▶ [Ejercicios]
1 - Según el fragmento sobre las acusaciones de Lozoya, ¿qué cantidad le depositó Odebrecht a Lozoya?
2 - Por favor, prosigue el fragmento sobre las acusaciones de Lozoya a partir de su última oración.

*** Extracto del documento ***

Las acusaciones que hizo Lozoya se basan, a su vez, en que Odebrecht le depositó 10.5 millones de dólares para, según Lozoya, financiar la campaña de Peña Nieto y para pagar sobornos que permitieran sacar la reforma energética, durante esa administración. Agregó que también se pagó para aprobar una planta de etileno durante el gobierno de Calderón.
Pero el propio Meneses declaró que en el caso de México nunca se le pidió dinero para financiar la campaña de Peña Nieto ni para la construcción de una planta de etileno ni mucho menos para la reforma energética. El dinero se lo entregó Meneses a Lozoya para que éste gestionara contratos de Pemex para la empresa brasileña. Y Meneses insistió en que está dispuesto a declarar sobre ese tema ante la justicia mexicana, como ya lo ha hecho ante la brasileña y la estadunidense. El problema es que aquí todavía nadie lo ha buscado para hacerlo, pero desde el sexenio pasado la Fiscalía tiene todas las declaraciones de los funcionarios de Odebrechet en los juicios realizados en la Unión Americana y en Brasil. Nadie puede decirse sorprendido.
Y los hechos le dan la razón a Meneses Weyll: los depósitos, está comprobado, que se hicieron a cuentas relacionadas con Lozoya, sus operadores y su familia, pero no existe constancia alguna que de allí se hayan dirigido al PRI, a Peña o a otros funcionarios, sean de Peña o de Calderón. En otras palabras, lo que dice Meneses y comprueban los hechos, es que el dinero fue para sobornar a Lozoya y que éste lo utilizó en su beneficio personal, familiar y de grupo.
¿Cómo se hubiera podido escalar la denuncia de Lozoya hasta los 70 exfuncionarios públicos, senadores, secretarios de Estado y hasta un expresidente, sin más pruebas que sus dichos? Con la capacidad de indagatoria que tienen la UIF y la FGR pueden encontrar manejos financieros irregulares y hasta faltas fiscales de muchos exfuncionarios, pero, ¿cómo se da el salto mortal para saber que esos recursos, cualquiera de ellos, son producto de un soborno, sobre todo si se pagó en efectivo?, ¿alguien deposita millones de pesos en efectivo provenientes de un soborno en una cuenta bancaria cuando sabe que es un personaje cuyos movimientos financieros serán, tarde o temprano, indagados? Un depósito en efectivo de esa magnitud realizado por cualquier ciudadano generaría alertas automáticas en el sistema bancario y en la propia UIF. Es más, ¿por qué diablos se tendría que sobornar a alguien para que vote a favor de una iniciativa que estuvo públicamente en su agenda durante años, desde mucho antes que la iniciativa se presentara?

*** Extractos de entradas ***

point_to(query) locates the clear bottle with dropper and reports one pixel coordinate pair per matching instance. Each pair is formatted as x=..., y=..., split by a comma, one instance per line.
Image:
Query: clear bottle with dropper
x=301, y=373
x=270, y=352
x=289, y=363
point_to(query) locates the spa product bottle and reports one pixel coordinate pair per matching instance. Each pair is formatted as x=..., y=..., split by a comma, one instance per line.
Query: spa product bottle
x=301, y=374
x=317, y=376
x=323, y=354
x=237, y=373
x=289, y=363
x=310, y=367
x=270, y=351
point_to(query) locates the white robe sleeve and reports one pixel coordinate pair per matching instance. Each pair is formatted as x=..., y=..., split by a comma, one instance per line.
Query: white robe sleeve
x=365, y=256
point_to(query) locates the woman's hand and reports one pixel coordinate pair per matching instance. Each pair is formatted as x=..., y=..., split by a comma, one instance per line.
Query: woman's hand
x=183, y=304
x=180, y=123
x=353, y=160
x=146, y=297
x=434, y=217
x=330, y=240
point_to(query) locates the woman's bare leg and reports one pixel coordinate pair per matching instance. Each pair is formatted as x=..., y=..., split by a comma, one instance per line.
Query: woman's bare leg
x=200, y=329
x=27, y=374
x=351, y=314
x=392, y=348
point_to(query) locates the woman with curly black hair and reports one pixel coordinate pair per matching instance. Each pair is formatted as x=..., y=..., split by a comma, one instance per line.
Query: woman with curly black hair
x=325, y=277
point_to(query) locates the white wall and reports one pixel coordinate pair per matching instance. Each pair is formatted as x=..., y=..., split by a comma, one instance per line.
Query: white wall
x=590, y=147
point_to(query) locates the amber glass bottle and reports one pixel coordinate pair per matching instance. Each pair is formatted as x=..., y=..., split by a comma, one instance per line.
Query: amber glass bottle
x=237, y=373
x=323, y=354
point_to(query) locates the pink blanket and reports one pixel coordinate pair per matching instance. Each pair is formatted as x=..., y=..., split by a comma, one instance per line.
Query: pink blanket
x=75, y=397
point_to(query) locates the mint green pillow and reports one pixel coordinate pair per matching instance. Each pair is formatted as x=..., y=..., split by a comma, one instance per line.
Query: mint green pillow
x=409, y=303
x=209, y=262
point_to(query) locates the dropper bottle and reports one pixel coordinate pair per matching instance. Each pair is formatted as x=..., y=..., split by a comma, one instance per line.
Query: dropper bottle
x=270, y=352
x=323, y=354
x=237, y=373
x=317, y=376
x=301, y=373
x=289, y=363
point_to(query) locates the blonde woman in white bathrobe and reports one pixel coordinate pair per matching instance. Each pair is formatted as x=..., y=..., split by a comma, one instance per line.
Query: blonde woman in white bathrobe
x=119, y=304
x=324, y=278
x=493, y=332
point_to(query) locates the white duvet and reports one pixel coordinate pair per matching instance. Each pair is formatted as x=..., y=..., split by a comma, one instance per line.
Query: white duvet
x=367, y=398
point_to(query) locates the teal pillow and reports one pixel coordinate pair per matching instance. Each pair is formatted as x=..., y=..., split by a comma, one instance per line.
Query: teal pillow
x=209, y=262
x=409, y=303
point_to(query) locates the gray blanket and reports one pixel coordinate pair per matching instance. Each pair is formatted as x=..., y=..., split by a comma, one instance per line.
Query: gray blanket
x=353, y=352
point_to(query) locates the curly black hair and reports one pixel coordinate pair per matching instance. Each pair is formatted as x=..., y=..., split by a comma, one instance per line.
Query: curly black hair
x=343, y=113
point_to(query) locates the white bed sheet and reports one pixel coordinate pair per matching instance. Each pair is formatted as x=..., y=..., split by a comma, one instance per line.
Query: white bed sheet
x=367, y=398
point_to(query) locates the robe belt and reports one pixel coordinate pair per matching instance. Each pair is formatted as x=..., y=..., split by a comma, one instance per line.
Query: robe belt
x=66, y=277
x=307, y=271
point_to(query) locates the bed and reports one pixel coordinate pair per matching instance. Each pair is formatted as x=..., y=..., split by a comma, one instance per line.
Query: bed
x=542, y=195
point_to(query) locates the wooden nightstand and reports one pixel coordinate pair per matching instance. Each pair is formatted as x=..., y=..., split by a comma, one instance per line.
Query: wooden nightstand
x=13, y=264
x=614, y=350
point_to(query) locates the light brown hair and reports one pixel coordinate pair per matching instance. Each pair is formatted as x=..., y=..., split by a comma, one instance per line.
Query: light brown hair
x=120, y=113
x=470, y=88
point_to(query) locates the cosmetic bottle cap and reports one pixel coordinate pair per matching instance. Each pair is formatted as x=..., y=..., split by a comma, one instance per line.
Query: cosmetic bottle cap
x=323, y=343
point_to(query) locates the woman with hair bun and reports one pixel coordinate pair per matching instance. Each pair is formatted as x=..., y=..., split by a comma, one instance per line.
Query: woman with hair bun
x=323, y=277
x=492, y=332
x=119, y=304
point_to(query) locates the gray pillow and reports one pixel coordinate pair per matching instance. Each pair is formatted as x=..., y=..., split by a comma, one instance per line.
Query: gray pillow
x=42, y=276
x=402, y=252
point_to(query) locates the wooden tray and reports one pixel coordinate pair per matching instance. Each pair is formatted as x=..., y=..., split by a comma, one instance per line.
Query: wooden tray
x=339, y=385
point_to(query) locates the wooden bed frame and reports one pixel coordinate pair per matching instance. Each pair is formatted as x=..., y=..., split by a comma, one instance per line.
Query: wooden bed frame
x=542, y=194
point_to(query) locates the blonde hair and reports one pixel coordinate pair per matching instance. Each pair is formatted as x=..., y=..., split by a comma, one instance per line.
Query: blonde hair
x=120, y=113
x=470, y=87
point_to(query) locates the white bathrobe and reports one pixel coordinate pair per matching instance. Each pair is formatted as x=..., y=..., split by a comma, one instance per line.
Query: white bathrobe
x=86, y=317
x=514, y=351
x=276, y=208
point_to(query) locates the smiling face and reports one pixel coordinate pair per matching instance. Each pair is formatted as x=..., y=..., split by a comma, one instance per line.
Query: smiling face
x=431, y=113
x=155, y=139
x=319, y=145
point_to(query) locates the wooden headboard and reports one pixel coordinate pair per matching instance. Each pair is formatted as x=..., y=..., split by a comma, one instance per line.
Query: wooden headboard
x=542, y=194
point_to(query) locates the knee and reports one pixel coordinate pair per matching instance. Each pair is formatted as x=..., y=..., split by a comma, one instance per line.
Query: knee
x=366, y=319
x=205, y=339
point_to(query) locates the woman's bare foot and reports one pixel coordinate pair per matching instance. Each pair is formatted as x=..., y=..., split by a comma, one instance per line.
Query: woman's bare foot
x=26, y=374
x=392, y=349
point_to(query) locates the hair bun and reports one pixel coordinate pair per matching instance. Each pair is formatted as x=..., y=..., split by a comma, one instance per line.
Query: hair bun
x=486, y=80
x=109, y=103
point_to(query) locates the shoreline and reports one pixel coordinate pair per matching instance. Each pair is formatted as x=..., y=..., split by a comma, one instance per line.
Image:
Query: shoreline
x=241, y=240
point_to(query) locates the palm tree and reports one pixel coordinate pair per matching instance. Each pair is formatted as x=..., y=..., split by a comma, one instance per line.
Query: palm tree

***

▶ [Respuestas esperadas]
1 - 10.5 millones de dólares.

2 -
Lo de Lozoya es una oportunidad también para el propio gobierno federal. Ninguno de sus casos, tan insistentemente publicitados, es judicialmente firme. Hay más política que justicia y ya hemos pasado la mitad del sexenio, incluso el debate sucesorio se muestra en todo su esplendor. Es hora de tener mayor sensatez y de no seguir judicializando la política. Los debates pasan por otros espacios, otras realidades.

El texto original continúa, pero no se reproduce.